**** WORKING DATA
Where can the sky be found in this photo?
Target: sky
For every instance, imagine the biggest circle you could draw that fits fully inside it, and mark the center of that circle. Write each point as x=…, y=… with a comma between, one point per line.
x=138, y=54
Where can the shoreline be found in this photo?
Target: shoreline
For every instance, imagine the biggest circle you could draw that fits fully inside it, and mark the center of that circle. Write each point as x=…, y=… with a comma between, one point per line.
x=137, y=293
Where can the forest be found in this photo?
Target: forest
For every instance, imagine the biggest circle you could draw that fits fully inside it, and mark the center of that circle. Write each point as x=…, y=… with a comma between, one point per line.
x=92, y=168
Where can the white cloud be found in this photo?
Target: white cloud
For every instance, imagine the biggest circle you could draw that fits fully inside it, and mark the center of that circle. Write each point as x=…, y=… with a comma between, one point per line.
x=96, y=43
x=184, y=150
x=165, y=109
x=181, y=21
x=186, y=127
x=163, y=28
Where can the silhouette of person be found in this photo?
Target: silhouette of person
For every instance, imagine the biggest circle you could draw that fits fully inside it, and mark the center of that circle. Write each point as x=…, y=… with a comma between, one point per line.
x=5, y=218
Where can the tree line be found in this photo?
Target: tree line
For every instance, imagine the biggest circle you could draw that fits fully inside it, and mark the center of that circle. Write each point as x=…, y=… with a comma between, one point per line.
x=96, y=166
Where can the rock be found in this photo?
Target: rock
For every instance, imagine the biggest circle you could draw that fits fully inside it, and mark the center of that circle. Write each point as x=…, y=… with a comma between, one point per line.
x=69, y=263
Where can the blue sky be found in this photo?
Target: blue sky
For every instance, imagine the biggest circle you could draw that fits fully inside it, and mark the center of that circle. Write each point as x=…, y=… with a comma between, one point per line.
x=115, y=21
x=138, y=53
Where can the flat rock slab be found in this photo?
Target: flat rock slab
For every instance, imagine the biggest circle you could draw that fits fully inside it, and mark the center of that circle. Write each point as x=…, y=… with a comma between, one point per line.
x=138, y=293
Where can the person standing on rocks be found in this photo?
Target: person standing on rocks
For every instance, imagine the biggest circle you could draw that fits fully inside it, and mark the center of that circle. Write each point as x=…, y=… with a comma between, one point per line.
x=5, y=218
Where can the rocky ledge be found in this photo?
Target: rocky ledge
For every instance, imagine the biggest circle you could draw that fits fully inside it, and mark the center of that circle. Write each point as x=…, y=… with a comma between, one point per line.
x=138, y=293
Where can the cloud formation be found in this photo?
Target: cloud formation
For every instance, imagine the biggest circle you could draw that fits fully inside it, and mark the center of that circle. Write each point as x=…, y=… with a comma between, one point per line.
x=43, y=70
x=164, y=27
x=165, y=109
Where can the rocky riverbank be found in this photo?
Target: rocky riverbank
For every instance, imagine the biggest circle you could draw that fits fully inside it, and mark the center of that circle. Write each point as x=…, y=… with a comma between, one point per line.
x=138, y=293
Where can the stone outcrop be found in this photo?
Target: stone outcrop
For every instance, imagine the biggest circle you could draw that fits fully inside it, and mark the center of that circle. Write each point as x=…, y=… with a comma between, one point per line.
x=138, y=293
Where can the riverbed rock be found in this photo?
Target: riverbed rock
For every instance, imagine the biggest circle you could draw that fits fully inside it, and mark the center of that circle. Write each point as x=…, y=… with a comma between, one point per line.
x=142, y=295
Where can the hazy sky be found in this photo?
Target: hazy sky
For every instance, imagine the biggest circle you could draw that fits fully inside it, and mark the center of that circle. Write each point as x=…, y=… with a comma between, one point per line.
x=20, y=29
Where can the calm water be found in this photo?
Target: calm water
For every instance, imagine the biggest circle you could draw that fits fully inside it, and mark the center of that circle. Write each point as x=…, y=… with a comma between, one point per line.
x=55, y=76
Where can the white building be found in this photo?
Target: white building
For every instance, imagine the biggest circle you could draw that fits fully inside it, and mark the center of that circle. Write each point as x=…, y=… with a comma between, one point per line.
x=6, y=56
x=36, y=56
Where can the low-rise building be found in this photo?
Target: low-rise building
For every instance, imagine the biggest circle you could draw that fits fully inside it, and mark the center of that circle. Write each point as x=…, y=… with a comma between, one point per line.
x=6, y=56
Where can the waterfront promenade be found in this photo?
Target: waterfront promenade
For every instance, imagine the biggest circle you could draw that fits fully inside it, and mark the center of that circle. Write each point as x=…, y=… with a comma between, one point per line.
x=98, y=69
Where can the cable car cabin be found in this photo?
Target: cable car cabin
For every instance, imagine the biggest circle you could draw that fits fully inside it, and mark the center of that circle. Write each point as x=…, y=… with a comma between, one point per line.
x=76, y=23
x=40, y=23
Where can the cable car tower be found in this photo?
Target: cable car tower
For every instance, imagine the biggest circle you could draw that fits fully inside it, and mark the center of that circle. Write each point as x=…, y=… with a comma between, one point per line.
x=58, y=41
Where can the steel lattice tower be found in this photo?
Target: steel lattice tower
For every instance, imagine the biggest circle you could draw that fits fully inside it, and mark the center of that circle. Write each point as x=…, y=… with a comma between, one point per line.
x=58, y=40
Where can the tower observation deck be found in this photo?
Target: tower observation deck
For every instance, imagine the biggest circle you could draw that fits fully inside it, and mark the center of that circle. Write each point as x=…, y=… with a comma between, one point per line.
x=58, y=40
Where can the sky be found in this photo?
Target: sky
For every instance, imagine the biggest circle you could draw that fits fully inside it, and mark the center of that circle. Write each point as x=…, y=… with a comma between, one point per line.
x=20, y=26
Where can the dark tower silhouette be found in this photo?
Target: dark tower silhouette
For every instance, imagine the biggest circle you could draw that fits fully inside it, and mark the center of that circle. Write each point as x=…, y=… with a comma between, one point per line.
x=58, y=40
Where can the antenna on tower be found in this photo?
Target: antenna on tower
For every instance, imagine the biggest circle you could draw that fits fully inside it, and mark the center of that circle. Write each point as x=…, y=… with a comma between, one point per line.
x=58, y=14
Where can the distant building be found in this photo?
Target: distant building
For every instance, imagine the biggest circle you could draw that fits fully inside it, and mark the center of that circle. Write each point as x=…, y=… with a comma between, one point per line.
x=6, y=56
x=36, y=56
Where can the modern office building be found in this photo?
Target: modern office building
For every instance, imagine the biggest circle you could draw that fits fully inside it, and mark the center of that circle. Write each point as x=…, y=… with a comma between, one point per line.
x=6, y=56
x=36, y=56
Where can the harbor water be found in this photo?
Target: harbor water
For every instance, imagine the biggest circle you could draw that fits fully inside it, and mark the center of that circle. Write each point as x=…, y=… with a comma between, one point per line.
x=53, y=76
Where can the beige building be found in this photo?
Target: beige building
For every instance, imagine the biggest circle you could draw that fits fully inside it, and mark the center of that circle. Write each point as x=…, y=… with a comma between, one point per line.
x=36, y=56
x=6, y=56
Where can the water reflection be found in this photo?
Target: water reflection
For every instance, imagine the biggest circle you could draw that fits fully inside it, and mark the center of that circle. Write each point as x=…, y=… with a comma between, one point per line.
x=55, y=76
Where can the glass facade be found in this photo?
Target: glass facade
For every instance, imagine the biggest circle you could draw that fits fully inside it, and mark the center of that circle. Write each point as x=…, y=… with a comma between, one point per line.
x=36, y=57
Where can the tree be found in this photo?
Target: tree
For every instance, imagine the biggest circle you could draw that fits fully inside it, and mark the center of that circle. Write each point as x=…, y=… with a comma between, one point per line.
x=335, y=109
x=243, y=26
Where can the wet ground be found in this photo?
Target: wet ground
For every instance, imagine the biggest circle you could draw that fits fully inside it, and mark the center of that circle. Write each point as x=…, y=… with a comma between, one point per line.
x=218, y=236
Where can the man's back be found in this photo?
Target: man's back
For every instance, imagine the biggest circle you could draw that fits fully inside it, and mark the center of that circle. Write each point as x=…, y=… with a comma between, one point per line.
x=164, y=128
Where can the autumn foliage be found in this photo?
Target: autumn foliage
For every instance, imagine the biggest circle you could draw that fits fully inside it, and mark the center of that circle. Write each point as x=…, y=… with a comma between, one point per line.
********
§ STATED PROBLEM: Write out the records as a JSON list of strings, one string per line and no blank lines, starting with the first line of the records and going on through the line that contains "x=137, y=293".

§ FULL RESPONSE:
[
  "Where can the sky be found in this photo?",
  "Target: sky",
  "For every instance, imagine the biggest circle you could draw that fits fully inside it, and mark the center of that circle. Write each point as x=…, y=… with a comma between, one point per line.",
  "x=138, y=54",
  "Where can the shoreline be found in this photo?",
  "Target: shoreline",
  "For every instance, imagine the biggest circle you could draw that fits fully inside it, and mark the center of that circle. Write each point as x=…, y=… with a comma between, one point per line.",
  "x=137, y=293"
]